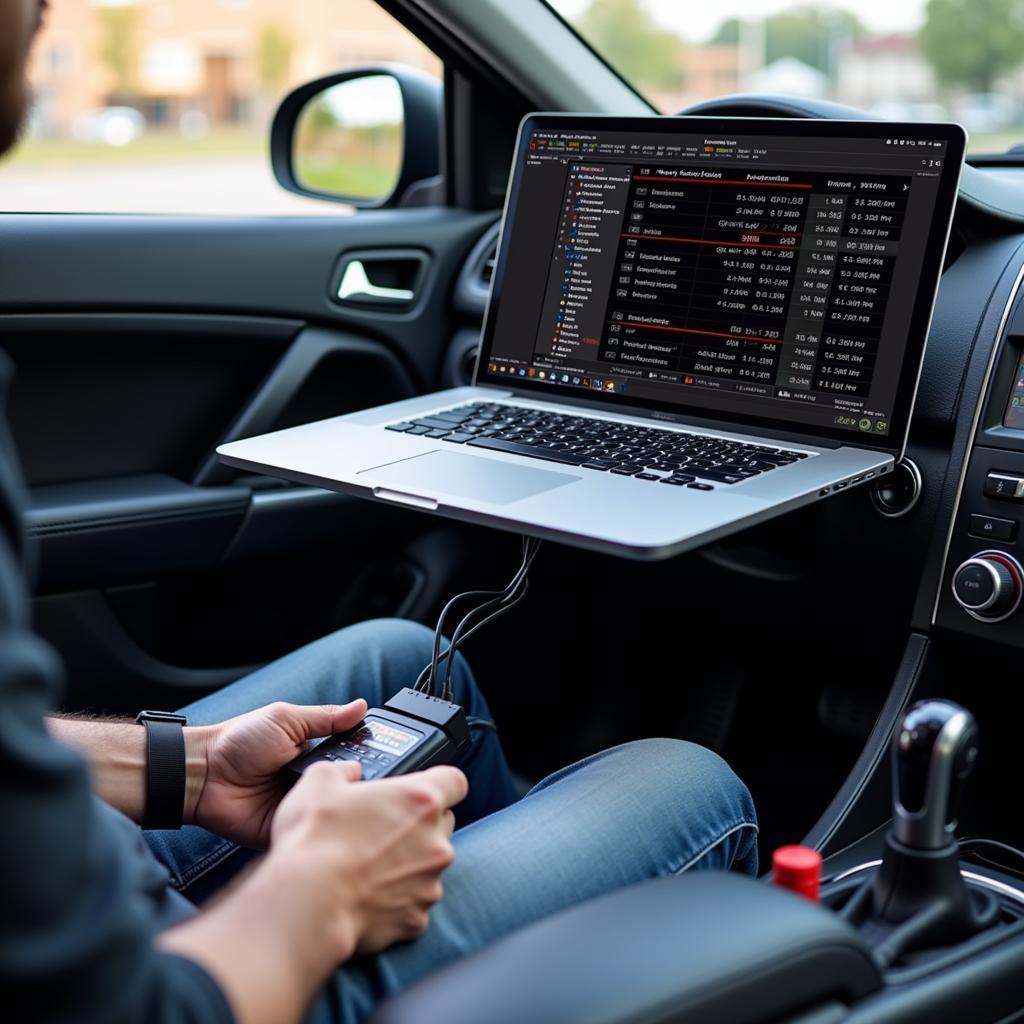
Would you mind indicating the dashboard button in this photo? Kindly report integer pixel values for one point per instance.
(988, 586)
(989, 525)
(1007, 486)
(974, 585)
========================================
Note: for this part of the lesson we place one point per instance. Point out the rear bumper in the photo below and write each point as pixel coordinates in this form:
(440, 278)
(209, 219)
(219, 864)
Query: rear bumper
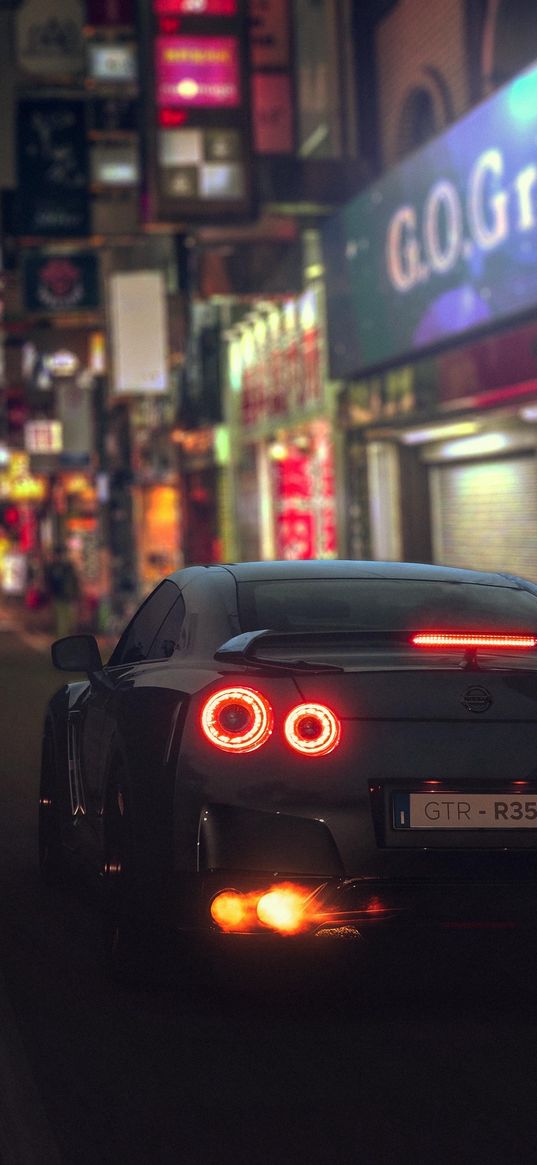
========================================
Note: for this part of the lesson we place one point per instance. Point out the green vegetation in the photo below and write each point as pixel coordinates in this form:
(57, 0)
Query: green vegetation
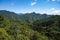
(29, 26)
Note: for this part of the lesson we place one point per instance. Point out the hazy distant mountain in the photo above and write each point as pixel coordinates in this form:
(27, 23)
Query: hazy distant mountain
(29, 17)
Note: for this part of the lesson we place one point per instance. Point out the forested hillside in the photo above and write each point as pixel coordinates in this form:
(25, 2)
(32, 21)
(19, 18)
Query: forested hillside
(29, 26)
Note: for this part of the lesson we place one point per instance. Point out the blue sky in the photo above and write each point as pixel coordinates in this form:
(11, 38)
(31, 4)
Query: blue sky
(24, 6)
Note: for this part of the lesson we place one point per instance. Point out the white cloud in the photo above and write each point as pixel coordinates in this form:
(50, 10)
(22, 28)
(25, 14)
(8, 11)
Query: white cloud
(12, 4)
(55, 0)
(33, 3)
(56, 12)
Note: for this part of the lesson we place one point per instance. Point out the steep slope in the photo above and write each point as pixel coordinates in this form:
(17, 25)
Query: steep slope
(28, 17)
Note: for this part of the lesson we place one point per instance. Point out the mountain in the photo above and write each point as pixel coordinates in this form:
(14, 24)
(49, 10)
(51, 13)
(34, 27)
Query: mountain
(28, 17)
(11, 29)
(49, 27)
========================================
**Exercise**.
Pick out every line in the rows above that contains the string "part", matching case exactly.

**Solution**.
Note: for this part of the lesson we place one point per instance. Point out the rear bumper in the photo below and write each point as pixel coordinates in this form:
Note: for this part of the lesson we place one point per instance. Point out the green vegetation in the photo below and write each point as pixel coordinates in this form:
Note: for this part of the lesson we place one point per instance. Point out the hazy distant mountain in the photo above and write each point as pixel coordinates in this form:
Note: for this part of the lesson we place one point per instance. Point out the forested hillside in the photo above and write each point as pixel coordinates in this form:
Note: for this part of the lesson we place one point per instance. Point out the blue sky in the photo above and write each point as pixel coordinates in this form:
Note: for this part of the lesson we place one point per instance. Point out the white cloud in the photo above and write each point as pixel coordinates in this form:
Note: for this part of the lesson we place one point per instance. Point out the steep slope in the photo above and write each point as pixel coordinates in this form:
Note: for this part of the lesson we place one point per instance. Point out the mountain in the photo above and write each point as pixel coordinates in this form:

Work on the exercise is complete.